# Documento di origine
Il ciclo di giornate scientifiche dedicate all’ambiente, reso possibile grazie agli accordi quadro stipulati tra ARPA Toscana e gli Atenei toscani, ha preso avvio con una lezione sul clima e sulla giustizia climatica tenuta da Giacomo Vivoli, professore a contratto del Dipartimento di scienze giuridiche dell’Università degli Studi di Firenze.
Il Direttore generale, Pietro Rubellini, ha introdotto questa prima giornata di studio e formazione interna, ricordando come “Il cambiamento climatico sarà il problema del terzo millennio” e ha proseguito sottolineando come, al momento, l’Agenzia non abbia competenze in questa materia ma l’intenzione della Regione Toscana sia quella di assegnare specifici compiti al nostro ente nel prossimo futuro. Volontà confermata anche da Monia Monni, assessora regionale all’ambiente, intervenuta da remoto all’iniziativa, confermando che, a livello regionale, è in via di elaborazione un piano per la transizione ecologica, con l’obiettivo di raggiungere la neutralità carbonica prima del 2050, termine fissato dall’Unione Europea. Il piano si compone di due parti, la prima sulle azioni di lotta ai cambiamenti climatici e la seconda dedicata alla resilienza e all’adattamento del territorio toscano. Fanno da corollario le scelte strategiche fatte dalla Regione in materia di economia circolare e transizione energetica.

# Blocco dati
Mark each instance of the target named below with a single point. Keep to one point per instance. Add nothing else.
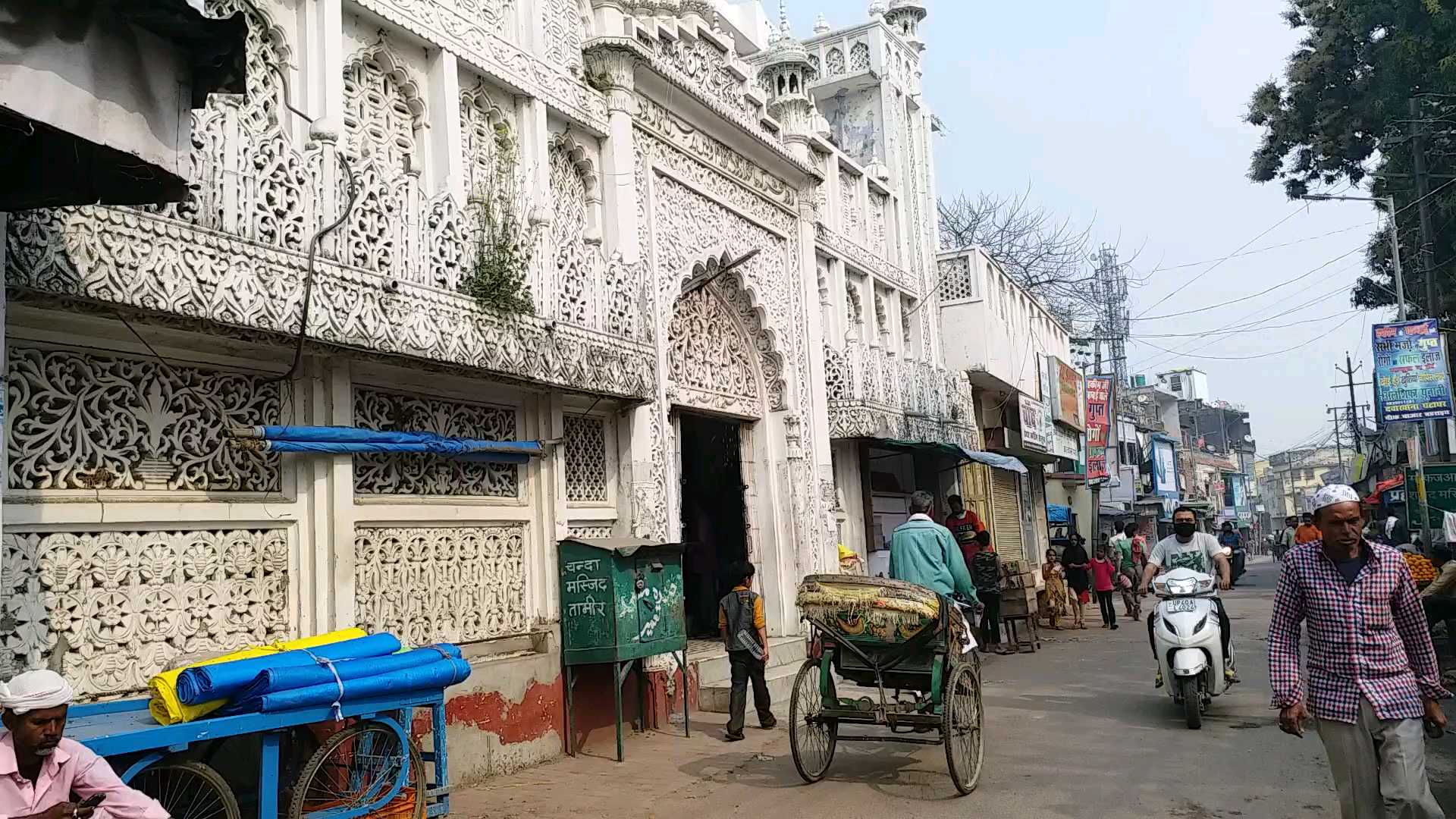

# Istruzioni del compito
Per favore, copia dal testo sulle giornate scientifiche il tratto che va da "Il ciclo di" fino a "Studi di Firenze.". Le righe sono materiale a parte, distinto dal testo sulle giornate scientifiche.

# Risultato esercizio
Il ciclo di giornate scientifiche dedicate all’ambiente, reso possibile grazie agli accordi quadro stipulati tra ARPA Toscana e gli Atenei toscani, ha preso avvio con una lezione sul clima e sulla giustizia climatica tenuta da Giacomo Vivoli, professore a contratto del Dipartimento di scienze giuridiche dell’Università degli Studi di Firenze.